Problem requirements
Can you update the stretch of the listing from its start through the line containing "[422,260,433,299]" so that every "box" becomes "outline" and nothing else changes?

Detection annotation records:
^^^^

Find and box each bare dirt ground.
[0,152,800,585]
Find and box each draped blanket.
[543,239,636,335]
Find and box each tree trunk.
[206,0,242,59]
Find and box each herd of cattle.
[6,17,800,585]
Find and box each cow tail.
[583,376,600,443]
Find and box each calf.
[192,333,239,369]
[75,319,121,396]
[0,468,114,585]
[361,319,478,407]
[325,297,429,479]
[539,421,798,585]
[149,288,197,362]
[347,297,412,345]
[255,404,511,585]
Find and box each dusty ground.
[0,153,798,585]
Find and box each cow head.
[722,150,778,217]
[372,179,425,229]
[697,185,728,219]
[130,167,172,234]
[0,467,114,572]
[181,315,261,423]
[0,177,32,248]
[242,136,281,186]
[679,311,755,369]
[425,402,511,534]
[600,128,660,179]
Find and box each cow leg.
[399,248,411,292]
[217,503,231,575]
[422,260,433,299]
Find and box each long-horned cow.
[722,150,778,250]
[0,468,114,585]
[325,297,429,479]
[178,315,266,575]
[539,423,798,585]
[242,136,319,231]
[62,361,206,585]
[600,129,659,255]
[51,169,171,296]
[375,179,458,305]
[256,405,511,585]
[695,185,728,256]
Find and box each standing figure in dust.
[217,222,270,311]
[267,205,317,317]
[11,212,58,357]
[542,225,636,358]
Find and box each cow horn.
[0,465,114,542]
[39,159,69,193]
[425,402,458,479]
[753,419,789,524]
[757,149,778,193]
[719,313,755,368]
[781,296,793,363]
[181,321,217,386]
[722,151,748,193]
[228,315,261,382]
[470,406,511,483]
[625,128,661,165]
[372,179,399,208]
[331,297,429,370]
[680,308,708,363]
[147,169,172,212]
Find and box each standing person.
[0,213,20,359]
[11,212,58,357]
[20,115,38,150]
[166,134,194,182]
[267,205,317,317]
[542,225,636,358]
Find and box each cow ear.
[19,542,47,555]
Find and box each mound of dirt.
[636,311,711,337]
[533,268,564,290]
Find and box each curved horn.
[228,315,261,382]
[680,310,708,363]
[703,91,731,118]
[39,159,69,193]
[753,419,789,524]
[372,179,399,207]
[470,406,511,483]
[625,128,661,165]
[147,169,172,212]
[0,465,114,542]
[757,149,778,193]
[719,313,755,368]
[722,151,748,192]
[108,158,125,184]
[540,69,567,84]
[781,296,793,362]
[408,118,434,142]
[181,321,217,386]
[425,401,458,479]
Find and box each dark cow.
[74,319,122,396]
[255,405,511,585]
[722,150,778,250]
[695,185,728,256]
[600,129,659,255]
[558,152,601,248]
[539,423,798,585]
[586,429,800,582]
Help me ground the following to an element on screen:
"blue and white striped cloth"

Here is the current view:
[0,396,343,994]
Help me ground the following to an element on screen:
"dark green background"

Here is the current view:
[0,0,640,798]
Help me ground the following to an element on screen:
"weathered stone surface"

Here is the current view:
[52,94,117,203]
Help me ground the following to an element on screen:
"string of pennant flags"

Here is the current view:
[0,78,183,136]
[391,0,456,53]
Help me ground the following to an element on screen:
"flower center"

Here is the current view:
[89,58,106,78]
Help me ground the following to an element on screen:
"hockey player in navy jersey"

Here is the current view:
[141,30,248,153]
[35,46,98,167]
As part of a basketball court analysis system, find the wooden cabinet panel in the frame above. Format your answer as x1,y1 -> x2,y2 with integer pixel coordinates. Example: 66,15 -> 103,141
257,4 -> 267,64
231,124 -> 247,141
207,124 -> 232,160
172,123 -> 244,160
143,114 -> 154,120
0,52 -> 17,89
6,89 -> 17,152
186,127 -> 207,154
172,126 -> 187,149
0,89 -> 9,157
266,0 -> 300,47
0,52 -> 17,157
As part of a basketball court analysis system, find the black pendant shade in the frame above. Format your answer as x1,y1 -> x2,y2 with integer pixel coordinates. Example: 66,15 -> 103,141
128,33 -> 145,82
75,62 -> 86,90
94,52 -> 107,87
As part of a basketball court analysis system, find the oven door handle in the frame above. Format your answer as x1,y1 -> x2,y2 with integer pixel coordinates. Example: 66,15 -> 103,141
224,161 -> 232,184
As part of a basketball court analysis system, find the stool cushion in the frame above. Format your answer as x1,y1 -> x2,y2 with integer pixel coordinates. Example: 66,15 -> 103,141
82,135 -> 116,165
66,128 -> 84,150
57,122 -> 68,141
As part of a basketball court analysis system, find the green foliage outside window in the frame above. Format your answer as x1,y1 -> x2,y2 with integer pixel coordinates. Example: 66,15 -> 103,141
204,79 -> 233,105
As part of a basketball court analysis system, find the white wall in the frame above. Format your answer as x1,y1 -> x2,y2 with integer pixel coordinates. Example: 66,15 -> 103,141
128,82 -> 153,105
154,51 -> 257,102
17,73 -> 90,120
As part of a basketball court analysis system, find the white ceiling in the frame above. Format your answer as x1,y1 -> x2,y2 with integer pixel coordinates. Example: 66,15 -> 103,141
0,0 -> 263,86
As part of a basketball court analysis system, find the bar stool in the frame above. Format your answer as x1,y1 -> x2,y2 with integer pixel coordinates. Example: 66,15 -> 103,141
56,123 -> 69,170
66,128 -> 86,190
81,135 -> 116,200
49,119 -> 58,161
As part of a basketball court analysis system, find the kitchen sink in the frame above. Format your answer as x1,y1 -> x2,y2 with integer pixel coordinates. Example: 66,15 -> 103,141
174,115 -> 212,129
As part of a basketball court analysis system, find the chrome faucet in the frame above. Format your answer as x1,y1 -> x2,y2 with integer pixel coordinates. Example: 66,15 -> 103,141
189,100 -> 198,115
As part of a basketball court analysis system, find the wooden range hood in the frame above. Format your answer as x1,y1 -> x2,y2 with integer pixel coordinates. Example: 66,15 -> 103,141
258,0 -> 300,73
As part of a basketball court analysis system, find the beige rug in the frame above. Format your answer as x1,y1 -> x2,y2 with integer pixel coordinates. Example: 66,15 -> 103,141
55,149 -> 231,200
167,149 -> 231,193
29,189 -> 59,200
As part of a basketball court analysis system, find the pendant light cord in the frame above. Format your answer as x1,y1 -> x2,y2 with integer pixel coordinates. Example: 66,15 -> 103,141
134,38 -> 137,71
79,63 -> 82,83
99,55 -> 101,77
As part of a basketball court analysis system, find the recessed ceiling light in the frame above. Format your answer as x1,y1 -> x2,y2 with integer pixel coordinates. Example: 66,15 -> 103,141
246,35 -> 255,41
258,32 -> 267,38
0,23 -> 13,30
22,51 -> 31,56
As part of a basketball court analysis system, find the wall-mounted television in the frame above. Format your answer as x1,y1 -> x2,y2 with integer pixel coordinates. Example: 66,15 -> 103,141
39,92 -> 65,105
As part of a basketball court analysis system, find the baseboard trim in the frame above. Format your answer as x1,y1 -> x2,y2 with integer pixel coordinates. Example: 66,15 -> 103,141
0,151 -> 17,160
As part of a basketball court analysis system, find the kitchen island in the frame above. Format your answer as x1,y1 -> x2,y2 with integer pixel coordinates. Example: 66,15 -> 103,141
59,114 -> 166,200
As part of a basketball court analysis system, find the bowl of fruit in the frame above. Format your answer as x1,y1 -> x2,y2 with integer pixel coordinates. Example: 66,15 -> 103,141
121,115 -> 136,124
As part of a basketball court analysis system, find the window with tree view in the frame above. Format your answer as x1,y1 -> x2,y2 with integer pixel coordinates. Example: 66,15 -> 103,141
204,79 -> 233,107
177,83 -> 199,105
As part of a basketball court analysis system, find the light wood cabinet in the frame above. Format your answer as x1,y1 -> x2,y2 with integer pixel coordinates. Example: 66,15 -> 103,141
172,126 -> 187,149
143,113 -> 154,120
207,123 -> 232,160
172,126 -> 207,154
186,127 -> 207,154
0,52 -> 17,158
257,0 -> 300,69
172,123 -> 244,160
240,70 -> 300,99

^^^^

Answer for this exercise
Find and outline each bare dirt ground.
[0,152,800,585]
Find and outline each draped blanket.
[543,239,636,335]
Find and outline each tree trunk.
[206,0,242,59]
Find and outline each herd of cattle.
[6,17,800,585]
Find and outline each cow tail.
[583,376,600,443]
Find and outline each calf.
[192,333,239,369]
[75,319,121,396]
[0,468,114,585]
[361,319,478,407]
[325,297,429,479]
[539,421,798,585]
[149,288,197,362]
[347,297,412,345]
[255,404,511,585]
Find and outline each dusty ground.
[0,153,798,585]
Find and outline each cow head.
[722,150,778,217]
[372,179,425,229]
[697,185,728,219]
[130,167,172,234]
[0,467,114,572]
[181,315,261,423]
[0,177,32,248]
[242,136,281,186]
[679,311,755,369]
[425,402,511,534]
[600,128,660,179]
Find and outline each cow leg.
[399,248,411,292]
[217,503,231,575]
[422,260,433,299]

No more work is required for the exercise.